Activities
[a] Answer these from the article below about the Delta jet fuel dump, one answer per line:
(i) What city was Delta Flight 89 bound for?
(ii) What is the name of the school where fuel fell on the playground?
(iii) How many adults were injured?
[b] In the article below about the Delta jet fuel dump, rewrite the paragraph that begins "Delta Flight 89 departed" in a shorter form, keeping its main facts.

Selected text
Seventeen Children Hurt After Delta Plane Dumps Jet Fuel On L.A. School Playground


Seventeen schoolchildren and nine adults were injured after a Delta aircraft dumped jet fuel onto a Los Angeles, California elementary school playground where the kids were playing, NBC News reports. All of the injuries were minor.

Delta Flight 89 departed Los Angeles International Airport, bound for Shanghai, on Tuesday, but experienced an unspecified engine issue and had to turn around. As the craft was approaching LAX for an emergency landing, it followed standard operating procedure and dumped its fuel, reducing the aircraft’s weight and lessening the odds of a fire should the landing go haywire.

Unfortunately for the children and adults at Park Avenue Elementary School, which is in the flight path of an LAX runway and was directly under the aircraft at the time, an unspecified amount of the fuel fell onto the kids, according to a tweet from the L.A. County Fire Department.

“Patient count updated to 17 children, 9 adults. All minor injuries w/ no transports to local hospital from school. There are no evacuation orders for the immediate area. Substance was confirmed JET FUEL,” the tweet reads.

Similarly, the Los Angeles Unified School district confirmed in a statement that some kids were injured by jet fuel.

“Students and staff were on the playground at the time and may have been sprayed by fuel or inhaled fumes,” the statement reads.

Data under study
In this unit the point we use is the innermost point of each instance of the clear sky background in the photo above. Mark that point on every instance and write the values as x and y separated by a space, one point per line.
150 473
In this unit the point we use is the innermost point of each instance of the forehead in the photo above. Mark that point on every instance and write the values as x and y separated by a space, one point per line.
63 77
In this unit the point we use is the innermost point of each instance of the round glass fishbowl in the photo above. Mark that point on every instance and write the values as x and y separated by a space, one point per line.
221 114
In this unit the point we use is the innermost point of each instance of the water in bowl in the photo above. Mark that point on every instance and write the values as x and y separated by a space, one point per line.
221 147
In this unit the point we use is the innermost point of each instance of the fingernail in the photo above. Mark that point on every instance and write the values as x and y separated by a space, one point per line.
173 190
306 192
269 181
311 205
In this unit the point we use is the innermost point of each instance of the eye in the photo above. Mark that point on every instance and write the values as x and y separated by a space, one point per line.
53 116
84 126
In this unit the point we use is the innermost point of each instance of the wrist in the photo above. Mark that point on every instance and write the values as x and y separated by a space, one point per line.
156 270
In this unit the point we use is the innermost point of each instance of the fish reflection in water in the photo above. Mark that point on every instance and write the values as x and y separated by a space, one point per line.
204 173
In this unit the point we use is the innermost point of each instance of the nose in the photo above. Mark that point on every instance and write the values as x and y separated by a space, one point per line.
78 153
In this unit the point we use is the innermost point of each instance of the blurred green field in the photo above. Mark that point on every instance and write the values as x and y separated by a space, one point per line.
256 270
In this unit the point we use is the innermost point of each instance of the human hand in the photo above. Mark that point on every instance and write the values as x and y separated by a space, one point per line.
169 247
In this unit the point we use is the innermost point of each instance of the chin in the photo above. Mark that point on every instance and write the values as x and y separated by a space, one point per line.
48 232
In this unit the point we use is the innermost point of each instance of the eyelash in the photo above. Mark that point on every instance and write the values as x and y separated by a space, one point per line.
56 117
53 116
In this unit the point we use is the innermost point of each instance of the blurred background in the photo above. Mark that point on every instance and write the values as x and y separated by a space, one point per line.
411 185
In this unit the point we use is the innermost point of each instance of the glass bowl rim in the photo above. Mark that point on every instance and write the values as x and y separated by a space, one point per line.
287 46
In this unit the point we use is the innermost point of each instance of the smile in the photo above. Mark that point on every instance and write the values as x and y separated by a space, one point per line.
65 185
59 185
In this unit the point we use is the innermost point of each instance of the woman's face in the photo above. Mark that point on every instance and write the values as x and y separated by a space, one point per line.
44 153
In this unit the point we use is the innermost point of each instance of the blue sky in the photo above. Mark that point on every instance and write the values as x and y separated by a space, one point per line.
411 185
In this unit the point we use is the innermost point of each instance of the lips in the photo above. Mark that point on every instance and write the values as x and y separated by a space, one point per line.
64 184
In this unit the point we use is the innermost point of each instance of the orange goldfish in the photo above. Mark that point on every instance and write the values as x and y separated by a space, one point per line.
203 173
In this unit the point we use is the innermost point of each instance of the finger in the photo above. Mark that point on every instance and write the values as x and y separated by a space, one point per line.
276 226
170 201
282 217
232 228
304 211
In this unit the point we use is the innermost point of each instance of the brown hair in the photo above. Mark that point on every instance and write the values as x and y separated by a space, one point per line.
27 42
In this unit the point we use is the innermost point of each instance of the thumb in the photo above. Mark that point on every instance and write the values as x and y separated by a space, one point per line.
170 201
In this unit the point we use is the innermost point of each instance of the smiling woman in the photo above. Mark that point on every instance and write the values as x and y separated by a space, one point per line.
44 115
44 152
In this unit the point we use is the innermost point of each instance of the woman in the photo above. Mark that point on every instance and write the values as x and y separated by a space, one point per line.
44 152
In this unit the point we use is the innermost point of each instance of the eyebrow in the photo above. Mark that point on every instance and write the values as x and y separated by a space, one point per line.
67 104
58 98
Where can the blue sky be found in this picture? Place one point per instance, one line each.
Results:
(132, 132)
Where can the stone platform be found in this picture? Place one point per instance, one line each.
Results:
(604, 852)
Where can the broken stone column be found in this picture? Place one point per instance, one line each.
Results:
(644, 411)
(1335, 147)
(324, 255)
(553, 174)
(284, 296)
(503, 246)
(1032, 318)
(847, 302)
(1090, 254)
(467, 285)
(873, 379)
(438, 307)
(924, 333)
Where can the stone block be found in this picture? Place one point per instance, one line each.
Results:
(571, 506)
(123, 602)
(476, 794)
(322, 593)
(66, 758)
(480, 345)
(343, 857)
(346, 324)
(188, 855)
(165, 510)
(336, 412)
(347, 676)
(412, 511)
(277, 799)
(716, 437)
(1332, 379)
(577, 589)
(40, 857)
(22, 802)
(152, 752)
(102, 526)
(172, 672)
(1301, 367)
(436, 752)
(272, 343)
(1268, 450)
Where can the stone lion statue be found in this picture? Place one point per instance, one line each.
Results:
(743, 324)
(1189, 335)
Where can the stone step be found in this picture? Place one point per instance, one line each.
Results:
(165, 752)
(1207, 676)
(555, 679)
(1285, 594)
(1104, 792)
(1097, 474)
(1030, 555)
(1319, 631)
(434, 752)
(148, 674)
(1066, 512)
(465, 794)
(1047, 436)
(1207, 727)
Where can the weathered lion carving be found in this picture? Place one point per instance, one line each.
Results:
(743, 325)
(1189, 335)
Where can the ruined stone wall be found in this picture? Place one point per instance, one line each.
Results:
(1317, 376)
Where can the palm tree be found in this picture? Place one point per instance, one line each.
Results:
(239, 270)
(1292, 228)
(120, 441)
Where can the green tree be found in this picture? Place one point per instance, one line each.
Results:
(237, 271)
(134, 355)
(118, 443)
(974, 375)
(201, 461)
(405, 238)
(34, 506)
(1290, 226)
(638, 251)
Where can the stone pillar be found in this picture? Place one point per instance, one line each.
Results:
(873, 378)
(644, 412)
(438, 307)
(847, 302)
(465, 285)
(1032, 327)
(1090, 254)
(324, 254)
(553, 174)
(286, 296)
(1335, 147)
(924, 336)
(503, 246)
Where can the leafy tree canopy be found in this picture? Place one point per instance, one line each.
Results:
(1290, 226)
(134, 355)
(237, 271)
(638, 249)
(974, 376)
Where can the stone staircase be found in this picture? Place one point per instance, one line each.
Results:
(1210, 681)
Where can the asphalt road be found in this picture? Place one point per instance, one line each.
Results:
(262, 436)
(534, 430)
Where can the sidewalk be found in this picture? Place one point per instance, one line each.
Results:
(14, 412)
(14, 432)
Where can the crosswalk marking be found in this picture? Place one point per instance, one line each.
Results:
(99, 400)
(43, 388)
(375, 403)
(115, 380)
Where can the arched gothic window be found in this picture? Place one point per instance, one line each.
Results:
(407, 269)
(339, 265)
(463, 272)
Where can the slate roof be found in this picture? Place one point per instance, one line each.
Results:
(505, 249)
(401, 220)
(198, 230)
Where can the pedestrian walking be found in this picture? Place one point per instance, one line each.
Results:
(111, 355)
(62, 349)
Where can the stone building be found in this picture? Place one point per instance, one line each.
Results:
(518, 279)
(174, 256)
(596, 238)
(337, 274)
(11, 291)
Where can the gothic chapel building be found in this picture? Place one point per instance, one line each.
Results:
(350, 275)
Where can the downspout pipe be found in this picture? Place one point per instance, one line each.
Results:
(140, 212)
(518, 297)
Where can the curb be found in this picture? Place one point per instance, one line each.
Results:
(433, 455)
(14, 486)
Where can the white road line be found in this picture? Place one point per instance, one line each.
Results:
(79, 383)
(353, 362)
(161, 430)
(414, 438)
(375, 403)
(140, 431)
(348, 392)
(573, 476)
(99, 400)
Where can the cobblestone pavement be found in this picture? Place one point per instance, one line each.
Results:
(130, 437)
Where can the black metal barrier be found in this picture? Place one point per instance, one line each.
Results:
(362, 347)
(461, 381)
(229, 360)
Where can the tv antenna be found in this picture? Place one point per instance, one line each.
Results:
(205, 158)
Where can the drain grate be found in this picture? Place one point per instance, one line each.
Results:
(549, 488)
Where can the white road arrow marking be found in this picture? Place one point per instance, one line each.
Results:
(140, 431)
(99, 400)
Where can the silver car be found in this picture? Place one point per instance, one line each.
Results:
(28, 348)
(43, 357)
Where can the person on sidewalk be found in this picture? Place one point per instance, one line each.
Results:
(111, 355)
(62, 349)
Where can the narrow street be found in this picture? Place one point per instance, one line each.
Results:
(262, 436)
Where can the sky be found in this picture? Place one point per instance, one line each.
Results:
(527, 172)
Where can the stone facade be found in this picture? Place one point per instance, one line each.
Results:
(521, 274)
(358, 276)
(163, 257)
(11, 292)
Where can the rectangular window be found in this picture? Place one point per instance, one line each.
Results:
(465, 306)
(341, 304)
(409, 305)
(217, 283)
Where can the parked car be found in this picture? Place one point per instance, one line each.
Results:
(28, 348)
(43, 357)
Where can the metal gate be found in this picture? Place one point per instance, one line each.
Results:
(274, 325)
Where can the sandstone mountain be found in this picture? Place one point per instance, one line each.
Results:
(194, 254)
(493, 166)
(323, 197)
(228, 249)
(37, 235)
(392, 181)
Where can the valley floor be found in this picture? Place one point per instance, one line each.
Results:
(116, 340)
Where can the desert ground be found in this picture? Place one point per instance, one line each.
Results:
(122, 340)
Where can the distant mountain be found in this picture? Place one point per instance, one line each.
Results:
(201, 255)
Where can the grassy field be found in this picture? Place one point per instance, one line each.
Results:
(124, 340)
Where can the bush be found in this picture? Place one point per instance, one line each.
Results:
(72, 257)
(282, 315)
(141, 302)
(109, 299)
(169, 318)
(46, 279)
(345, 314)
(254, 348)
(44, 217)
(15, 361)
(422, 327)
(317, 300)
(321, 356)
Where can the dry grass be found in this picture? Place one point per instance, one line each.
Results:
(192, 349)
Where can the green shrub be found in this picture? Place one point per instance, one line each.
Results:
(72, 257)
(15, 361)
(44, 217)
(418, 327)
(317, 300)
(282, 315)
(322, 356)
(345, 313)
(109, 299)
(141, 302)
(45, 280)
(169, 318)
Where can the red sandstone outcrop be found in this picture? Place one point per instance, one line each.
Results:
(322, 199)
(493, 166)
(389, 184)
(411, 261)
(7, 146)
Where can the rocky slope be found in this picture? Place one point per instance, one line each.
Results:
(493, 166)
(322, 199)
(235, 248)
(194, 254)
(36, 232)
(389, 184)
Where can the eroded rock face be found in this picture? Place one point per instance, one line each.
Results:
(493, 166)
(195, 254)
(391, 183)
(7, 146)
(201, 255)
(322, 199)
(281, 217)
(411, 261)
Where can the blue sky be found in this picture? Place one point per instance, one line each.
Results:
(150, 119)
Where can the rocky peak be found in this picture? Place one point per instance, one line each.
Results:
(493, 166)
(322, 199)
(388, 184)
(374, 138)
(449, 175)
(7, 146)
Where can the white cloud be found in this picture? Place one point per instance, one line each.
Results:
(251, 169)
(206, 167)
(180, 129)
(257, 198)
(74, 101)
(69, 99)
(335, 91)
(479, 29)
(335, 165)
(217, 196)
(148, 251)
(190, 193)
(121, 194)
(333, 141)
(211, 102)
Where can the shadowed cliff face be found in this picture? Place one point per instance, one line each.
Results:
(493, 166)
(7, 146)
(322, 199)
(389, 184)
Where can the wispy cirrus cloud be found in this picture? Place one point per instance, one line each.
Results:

Exercise solutions
[a]
(i) Shanghai
(ii) Park Avenue Elementary School
(iii) Nine

[b] On Tuesday, Delta Flight 89 left Los Angeles International Airport for Shanghai but turned back because of an unspecified engine issue. While approaching LAX for an emergency landing, it dumped its fuel as standard procedure. This reduced the plane's weight and lowered the risk of a fire if the landing went wrong.